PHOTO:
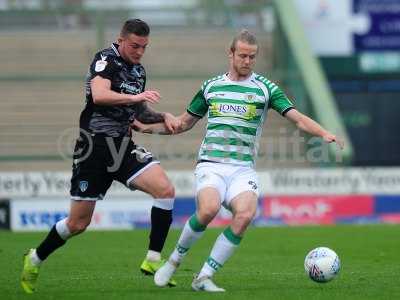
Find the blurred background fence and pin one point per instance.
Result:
(47, 46)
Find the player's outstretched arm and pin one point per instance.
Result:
(186, 122)
(103, 95)
(310, 126)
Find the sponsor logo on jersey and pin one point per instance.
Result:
(242, 111)
(130, 89)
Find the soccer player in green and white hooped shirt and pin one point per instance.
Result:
(236, 104)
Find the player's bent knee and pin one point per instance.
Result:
(165, 192)
(207, 214)
(244, 218)
(77, 227)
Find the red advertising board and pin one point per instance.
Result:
(322, 209)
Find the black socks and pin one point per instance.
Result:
(161, 220)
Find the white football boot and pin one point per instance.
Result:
(205, 284)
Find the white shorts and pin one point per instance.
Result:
(229, 180)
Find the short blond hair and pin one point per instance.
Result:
(244, 36)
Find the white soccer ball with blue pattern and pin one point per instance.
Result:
(322, 264)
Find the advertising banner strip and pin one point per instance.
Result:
(345, 181)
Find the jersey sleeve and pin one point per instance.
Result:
(198, 106)
(104, 66)
(279, 102)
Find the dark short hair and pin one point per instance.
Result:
(135, 26)
(244, 36)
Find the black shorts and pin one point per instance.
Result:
(100, 160)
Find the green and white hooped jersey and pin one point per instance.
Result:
(236, 113)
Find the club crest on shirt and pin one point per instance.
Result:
(83, 185)
(100, 64)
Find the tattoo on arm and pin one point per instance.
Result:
(146, 115)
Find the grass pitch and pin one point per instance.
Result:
(267, 265)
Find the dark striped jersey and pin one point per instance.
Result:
(125, 78)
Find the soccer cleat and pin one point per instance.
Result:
(205, 284)
(164, 274)
(30, 273)
(150, 268)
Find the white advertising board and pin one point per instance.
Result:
(279, 182)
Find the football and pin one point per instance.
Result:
(322, 264)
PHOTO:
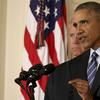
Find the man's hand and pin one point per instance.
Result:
(82, 88)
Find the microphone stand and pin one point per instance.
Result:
(31, 89)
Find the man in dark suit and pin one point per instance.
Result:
(70, 81)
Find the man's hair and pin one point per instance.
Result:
(92, 6)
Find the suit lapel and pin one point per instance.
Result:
(96, 83)
(79, 66)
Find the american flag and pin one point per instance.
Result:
(44, 39)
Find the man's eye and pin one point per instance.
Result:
(83, 22)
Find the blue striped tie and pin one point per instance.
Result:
(92, 68)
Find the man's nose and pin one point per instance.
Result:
(78, 29)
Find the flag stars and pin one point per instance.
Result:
(46, 11)
(55, 12)
(37, 10)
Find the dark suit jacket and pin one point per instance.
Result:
(58, 87)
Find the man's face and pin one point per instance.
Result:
(87, 28)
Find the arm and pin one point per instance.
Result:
(82, 88)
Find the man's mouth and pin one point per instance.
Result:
(82, 39)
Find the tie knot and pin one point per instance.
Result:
(94, 55)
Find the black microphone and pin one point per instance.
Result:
(44, 71)
(25, 74)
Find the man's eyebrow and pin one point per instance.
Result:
(83, 21)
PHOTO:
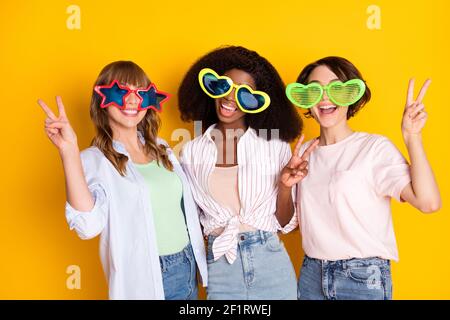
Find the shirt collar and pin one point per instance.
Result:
(119, 147)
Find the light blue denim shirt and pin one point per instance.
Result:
(123, 217)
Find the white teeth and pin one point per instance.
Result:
(228, 108)
(130, 111)
(327, 107)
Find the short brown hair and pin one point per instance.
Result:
(344, 70)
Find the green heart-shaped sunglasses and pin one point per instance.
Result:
(247, 99)
(342, 94)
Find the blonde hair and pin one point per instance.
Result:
(130, 73)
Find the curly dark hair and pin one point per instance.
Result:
(195, 105)
(344, 70)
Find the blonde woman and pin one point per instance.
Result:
(129, 188)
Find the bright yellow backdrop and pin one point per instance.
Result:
(41, 57)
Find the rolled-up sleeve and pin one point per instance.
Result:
(89, 224)
(286, 155)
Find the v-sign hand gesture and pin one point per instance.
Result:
(414, 116)
(58, 129)
(297, 167)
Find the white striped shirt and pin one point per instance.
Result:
(260, 162)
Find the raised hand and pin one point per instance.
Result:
(414, 116)
(58, 129)
(297, 167)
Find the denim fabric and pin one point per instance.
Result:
(352, 279)
(261, 271)
(179, 275)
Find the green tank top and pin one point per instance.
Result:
(166, 192)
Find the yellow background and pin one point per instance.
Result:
(41, 57)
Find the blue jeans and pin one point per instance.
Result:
(261, 271)
(179, 272)
(352, 279)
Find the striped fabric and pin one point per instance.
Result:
(259, 164)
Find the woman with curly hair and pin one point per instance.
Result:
(130, 188)
(242, 172)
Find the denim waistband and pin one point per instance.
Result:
(249, 237)
(353, 262)
(169, 259)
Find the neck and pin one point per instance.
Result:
(334, 134)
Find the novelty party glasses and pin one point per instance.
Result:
(115, 94)
(247, 99)
(342, 94)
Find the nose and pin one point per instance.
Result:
(325, 96)
(230, 96)
(132, 99)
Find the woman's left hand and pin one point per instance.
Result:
(297, 167)
(414, 116)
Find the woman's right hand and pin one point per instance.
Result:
(58, 129)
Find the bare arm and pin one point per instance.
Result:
(61, 134)
(423, 191)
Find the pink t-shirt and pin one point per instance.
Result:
(344, 202)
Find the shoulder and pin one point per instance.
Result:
(93, 160)
(375, 141)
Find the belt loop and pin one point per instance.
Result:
(163, 264)
(262, 236)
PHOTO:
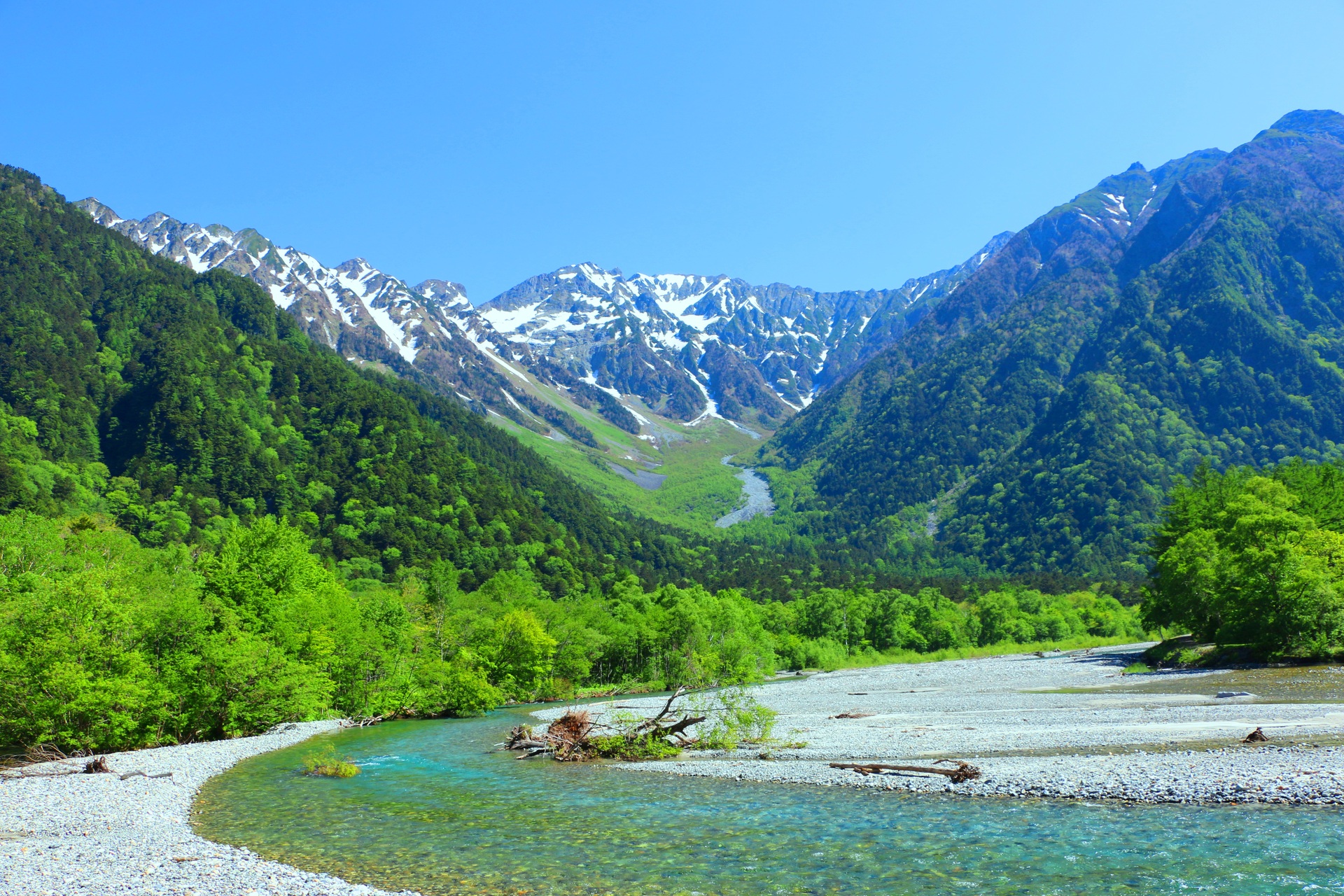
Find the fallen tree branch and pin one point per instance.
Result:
(964, 771)
(667, 708)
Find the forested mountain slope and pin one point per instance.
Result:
(1034, 419)
(185, 402)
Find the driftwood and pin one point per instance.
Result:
(964, 771)
(570, 736)
(362, 722)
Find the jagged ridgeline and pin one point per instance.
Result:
(1035, 418)
(181, 403)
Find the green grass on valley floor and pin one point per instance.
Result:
(698, 488)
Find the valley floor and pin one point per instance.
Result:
(1065, 726)
(97, 834)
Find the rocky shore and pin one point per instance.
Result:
(1065, 726)
(97, 834)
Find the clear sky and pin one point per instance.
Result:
(836, 146)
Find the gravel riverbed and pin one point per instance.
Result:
(96, 834)
(1053, 726)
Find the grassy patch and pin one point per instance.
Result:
(327, 764)
(698, 488)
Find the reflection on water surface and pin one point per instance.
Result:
(436, 811)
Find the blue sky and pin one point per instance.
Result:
(836, 146)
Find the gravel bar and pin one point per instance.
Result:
(999, 713)
(97, 834)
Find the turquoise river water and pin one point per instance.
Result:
(436, 809)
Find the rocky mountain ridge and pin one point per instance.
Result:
(685, 347)
(1037, 418)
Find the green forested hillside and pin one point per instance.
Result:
(182, 405)
(1035, 419)
(1256, 558)
(106, 644)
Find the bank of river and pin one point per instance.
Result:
(757, 493)
(438, 811)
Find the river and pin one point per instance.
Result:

Exercise objective: Instructions for the copy: start at the first entry, stop after the line containing "Find the player's bent", keep every line exact, and drop the pictures.

Answer space:
PHOTO:
Find the blurred background fence and pin one point per instance.
Result:
(47, 46)
Find the player's outstretched arm and pin one point per instance.
Result:
(186, 122)
(103, 95)
(310, 126)
Find the sponsor logo on jersey and pin one point per instance.
Result:
(242, 111)
(130, 89)
Find the soccer player in green and white hooped shirt and pin one point per instance.
Result:
(236, 104)
Find the player's bent knee and pin one point per instance.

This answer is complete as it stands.